▶ [Task directions]: Resume the article about Michael's school transfer, starting right after its last sentence.


    "I don't want him to hear from anybody else except for you," Mike said. "...Me and my wife chose that school because of Bob Oliva."

    His father didn't agree with the decision, he knew the opportunities that were present at Christ the King: more exposure, more college coaches. Like any father would be, Mike wasn't sure his son was making the right decision. Even more so, he wasn't sure, because Michael went to Christ the King for the first week of school, if the CHSAA would let him play that season for Prep. The league's transfer rules prohibit any player that attended one school during a given school year to play for another school's athletic team during the same year. No exceptions, no exemptions.

    Not even for a troubled kid who lost his mother. Not even for a teenager who clearly needed a change of environment, not just to play basketball, but for his own health.

    "I thought they should have an exemption for someone who loses a brother or sister, or a guardian Ð or a parent," Mike says. "...They have their reasons and they're good reasons. But I thought there should have been an exemption for this."

  2. Not playing last season was tough for Michael, sometimes even unbearable. The Terriers struggled in league play and just the thought that he could have changed one game, turned one loss into a win, haunted him.

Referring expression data
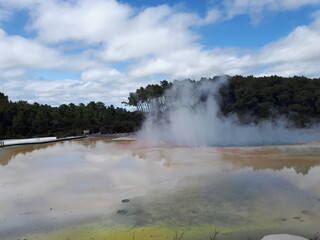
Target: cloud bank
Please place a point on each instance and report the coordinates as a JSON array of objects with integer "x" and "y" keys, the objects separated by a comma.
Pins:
[{"x": 114, "y": 47}]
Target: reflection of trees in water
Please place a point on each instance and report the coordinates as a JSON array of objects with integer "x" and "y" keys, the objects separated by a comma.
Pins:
[{"x": 9, "y": 153}]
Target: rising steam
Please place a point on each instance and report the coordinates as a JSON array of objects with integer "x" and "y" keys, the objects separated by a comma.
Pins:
[{"x": 191, "y": 118}]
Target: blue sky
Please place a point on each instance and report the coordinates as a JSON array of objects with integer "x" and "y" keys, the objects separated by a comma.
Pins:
[{"x": 61, "y": 51}]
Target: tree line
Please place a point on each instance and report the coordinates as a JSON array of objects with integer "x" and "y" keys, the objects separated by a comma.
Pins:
[
  {"x": 251, "y": 99},
  {"x": 21, "y": 119}
]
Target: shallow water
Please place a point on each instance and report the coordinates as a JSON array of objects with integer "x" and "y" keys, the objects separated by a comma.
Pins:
[{"x": 55, "y": 191}]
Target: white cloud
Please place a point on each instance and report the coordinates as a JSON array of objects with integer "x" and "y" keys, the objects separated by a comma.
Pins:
[
  {"x": 255, "y": 8},
  {"x": 153, "y": 41}
]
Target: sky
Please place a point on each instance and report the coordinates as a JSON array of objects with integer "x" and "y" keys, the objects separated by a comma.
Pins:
[{"x": 61, "y": 51}]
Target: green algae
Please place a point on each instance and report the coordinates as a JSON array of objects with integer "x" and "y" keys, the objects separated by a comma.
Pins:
[{"x": 154, "y": 232}]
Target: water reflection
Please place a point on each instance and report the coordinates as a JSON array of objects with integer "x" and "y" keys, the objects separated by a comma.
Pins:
[{"x": 48, "y": 187}]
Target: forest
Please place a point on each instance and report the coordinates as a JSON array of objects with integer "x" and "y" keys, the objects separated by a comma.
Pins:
[
  {"x": 21, "y": 119},
  {"x": 251, "y": 99}
]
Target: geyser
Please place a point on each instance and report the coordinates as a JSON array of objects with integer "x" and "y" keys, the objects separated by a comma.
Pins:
[{"x": 190, "y": 117}]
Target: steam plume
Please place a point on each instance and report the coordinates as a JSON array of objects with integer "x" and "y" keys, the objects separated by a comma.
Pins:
[{"x": 191, "y": 118}]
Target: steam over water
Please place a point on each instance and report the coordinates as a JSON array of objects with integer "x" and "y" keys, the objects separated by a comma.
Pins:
[{"x": 191, "y": 118}]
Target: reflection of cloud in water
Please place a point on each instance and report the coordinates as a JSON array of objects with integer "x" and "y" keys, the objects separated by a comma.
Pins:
[{"x": 85, "y": 180}]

▶ [Response area]:
    "Now and then he scratches rock bottom," his father says. "...He was down in the dumps around Christmas. Everything going on in his life, I was concerned that his grades would fall off a little bit. It's just a bad time and he didn't have basketball. That's his self-esteem - getting on the court and putting a ball through the hoop."

    During the second to last practice of the season, while most players were going through the motions, Michael was working. Maybe a bit too hard. During the rather inconsequential practice, Michael broke his left wrist, another set back to add to the long list. But he didn't need surgery for this break.

    He returned in time to play with his AAU club, the Long Island Lightning, at Rumble in the Bronx and last weekend he starred at Jam Fest in West Virginia, helping lead the Lightning to fourth place overall.

    Two years of his high-school career had been stolen from him. Luckily, playing AAU ball in the spring and summer with the Lightning and the Metro Hawks over the years allowed Michael to be seen by college coaches. Columbia, Princeton and most of the other Ivy League schools are showing interest in the A student without ever having seen him play in the CHSAA.

    This season, he'll be St. Francis Prep coach Tim Leary's go-to guy, the same rail-thin wing player, only now a 6-foot-4, 165-pound senior, that can sink the jumper and make fearless drives to the basket.

    "It's definitely going to be exciting," Michael, now 17, says. "I can't wait to play."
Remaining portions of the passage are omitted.